Work to be completed: Render the entries below as a CSV with two columns, text and answer, one row per entry. Wrap each field in double quotes and turn its line breaks into spaces.
## start Recorded data
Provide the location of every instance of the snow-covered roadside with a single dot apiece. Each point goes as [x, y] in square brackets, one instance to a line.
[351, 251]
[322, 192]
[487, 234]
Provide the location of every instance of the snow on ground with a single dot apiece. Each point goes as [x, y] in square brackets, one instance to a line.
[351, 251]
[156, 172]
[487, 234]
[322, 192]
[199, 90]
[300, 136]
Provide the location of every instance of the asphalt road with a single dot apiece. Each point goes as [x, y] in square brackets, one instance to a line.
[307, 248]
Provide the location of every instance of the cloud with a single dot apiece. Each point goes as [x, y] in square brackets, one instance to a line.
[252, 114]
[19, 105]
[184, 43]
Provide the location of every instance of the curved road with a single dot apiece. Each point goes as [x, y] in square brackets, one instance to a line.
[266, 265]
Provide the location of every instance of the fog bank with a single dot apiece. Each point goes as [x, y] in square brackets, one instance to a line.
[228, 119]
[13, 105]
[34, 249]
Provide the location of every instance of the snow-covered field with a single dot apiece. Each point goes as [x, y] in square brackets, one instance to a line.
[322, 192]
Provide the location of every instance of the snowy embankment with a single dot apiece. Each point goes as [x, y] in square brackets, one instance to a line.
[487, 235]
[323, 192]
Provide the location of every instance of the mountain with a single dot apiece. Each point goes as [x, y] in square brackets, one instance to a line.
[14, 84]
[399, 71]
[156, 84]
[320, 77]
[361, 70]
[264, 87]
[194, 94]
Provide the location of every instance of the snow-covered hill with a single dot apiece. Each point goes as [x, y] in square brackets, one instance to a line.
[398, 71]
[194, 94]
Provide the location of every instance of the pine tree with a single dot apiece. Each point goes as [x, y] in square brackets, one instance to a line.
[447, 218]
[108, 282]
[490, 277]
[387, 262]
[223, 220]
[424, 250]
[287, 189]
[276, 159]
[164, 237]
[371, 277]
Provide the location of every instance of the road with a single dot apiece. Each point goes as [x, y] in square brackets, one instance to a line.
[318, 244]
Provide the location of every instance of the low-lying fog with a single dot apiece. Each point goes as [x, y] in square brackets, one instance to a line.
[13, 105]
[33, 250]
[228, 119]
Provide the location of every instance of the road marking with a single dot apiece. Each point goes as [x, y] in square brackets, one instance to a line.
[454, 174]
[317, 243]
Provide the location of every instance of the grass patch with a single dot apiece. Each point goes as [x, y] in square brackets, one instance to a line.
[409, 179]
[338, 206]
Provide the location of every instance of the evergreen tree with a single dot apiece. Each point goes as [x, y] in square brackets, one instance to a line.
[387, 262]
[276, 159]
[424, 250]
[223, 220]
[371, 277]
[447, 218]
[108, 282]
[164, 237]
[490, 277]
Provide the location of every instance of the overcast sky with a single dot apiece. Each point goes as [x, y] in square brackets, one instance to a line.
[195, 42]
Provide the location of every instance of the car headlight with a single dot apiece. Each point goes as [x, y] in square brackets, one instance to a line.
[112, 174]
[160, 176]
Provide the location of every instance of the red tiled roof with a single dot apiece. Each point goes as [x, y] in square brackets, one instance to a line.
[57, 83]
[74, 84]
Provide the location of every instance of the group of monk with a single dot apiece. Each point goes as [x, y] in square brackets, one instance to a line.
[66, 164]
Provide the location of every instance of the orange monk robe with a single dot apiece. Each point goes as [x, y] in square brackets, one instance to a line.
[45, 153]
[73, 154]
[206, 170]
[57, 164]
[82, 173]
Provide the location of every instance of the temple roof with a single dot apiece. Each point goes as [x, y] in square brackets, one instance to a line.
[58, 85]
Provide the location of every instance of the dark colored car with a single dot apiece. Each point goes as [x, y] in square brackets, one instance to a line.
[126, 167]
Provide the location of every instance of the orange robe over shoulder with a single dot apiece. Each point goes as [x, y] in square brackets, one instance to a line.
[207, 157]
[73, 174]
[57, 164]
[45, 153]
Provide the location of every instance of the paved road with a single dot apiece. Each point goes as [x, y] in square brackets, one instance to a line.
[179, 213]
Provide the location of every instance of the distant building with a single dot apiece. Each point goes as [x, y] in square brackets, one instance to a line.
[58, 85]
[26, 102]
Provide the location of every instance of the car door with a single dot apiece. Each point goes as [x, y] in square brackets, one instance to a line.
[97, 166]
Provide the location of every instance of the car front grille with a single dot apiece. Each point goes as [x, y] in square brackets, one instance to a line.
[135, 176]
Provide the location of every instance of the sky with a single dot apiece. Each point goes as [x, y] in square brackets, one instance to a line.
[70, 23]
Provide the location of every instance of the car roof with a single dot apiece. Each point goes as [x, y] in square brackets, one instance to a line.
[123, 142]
## end Recorded data
Worked solution:
text,answer
"Provide the location of every instance of the snow-covered roadside with a single dot apiece. Each point goes as [x, y] in square brackets, one instance to a line.","[351, 251] [322, 192] [487, 234]"
"Provide the location of every instance of the snow on ground with a single dot apiece. Each point goes as [x, y] in square brackets, one instance to a line.","[351, 251] [156, 172] [487, 234] [322, 192] [199, 90] [300, 136]"
"Provide the location of every instance of the asphalt road with a single dot apiece. Each point goes as [x, y] in square brackets, one instance to a line.","[307, 248]"
"Provide the location of every instance of the cloud with a single dot apiece. Each point goes as [x, y] in square brackets, one instance to a line.","[252, 114] [19, 105] [184, 43]"
"Provide the location of every instance of the curved road with a single dot apiece. Each point goes as [x, y] in square brackets, one instance to a line.","[266, 265]"
"Provide the location of every instance of the fog bank with a single dot apiece. Each point goes as [x, y] in square brackets, one instance to a line.","[228, 119] [13, 105] [34, 249]"
"Provide the location of every instance of the snow-covered field with a single dot apiece. Each point goes as [x, y] in square brackets, one instance to a line.","[322, 192]"
"Provide the location of every instance of the snowy embankment with a single dot apiece. Each point goes as [x, y] in square brackets, one instance to a line.","[487, 235] [323, 192]"
"Provide the location of every instance of the mountain with a single dot apiece. Each point goes as [x, y] in square brackets, one instance to a line.","[14, 84] [399, 71] [156, 84] [320, 77] [361, 70] [264, 87] [194, 94]"
"Provide the location of every instance of the snow-covered hill with a single dot apiece. Each point goes as [x, y] in square brackets, one instance to a line.","[398, 71] [194, 94]"
"Provide the location of every instance of the pine tree with a single dot apiece. Each point goes as [x, y] in square brackets, one instance to a line.","[447, 218] [108, 282] [490, 277] [387, 262] [223, 220] [424, 250] [287, 189] [276, 159] [164, 237] [371, 277]"
"Provide the location of every instance of the road with a single dot apiece. Each point goes as [x, y] in square brackets, one instance to a line.","[318, 244]"
"Provide the location of every instance of the low-lying fog with a single dot apiece. Each point goes as [x, y] in square brackets, one instance to a line.","[13, 105] [33, 250] [228, 119]"
"Provide the location of every instance of the road marking with a single dot apiece. Each point goes as [x, y] in square brackets, one instance to a line.","[454, 174] [317, 243]"
"Provide the location of every instance of the grass patch with a single dot apiece. Each point goes as [x, y] in square brackets, one instance to a line.","[409, 179] [338, 206]"
"Provide the location of every instance of the evergreen tree with a single dot apiece. Each point goes as [x, y] in square brackets, one instance to a line.","[387, 262] [276, 159] [424, 250] [223, 220] [371, 277] [447, 218] [108, 282] [164, 237] [490, 277]"
"Provide the location of every instance of the overcast sky with a single dot apiece. Each point goes as [x, y] in square brackets, one instance to a line.","[195, 42]"
"Provide the location of every instance of the car headlight with a single dot apiece. Each point goes as [x, y] in square brackets, one instance to a line.","[112, 174] [160, 176]"
"Provide the location of every instance of the red tiled roof with a single dot apiece. Each point goes as [x, y] in square brackets, one instance to a line.","[57, 83] [74, 84]"
"Provide the location of every instance of the group of monk with a single dot apiece. Each point goes as [x, y] in square brackets, one instance to a line.","[66, 164]"
"Provide the location of every instance of the orange monk robe with a single dot apiece. Each point goes as [x, y] in square brackets, one instance to a line.","[45, 153] [73, 154] [206, 170] [57, 164] [82, 173]"
"Provide the location of every instance of the temple roof with a single dot apiece. Each point goes as [x, y] in square brackets, one instance to a line.","[58, 85]"
"Provide the location of every instance of the dark colored car with a single dot apiece. Each point goes as [x, y] in square brackets, one instance to a line.","[126, 167]"
"Provide the location of every instance of the orange robe over shoulder with a single dot apiece. Each point goes as [x, y] in square brackets, one instance to a line.","[207, 157] [73, 174] [57, 164] [45, 153]"
"Provide the location of every instance of the paved road with a single dot apiece. Each point goes as [x, y] in square brackets, one instance to a line.","[179, 213]"
"Provide the location of every instance of the distant building with a single dot apiece. Each point goes as [x, y] in square brackets, one instance to a line.","[58, 85] [26, 102]"
"Provide the location of every instance of the car door with a single dot apiece. Each point goes as [x, y] in square brackets, one instance to a line.","[97, 166]"
"Provide the location of every instance of the car front grille with a single dot apiece. Each point goes as [x, y] in square brackets, one instance to a line.","[135, 176]"
"Provide the location of every instance of the sky with a single dot apiece. Each point goes as [x, y] in square brackets, one instance to a line.","[70, 23]"
"Provide the location of every instance of the car roof with a single dot apiece. Each point goes as [x, y] in square brackets, one instance to a line.","[123, 142]"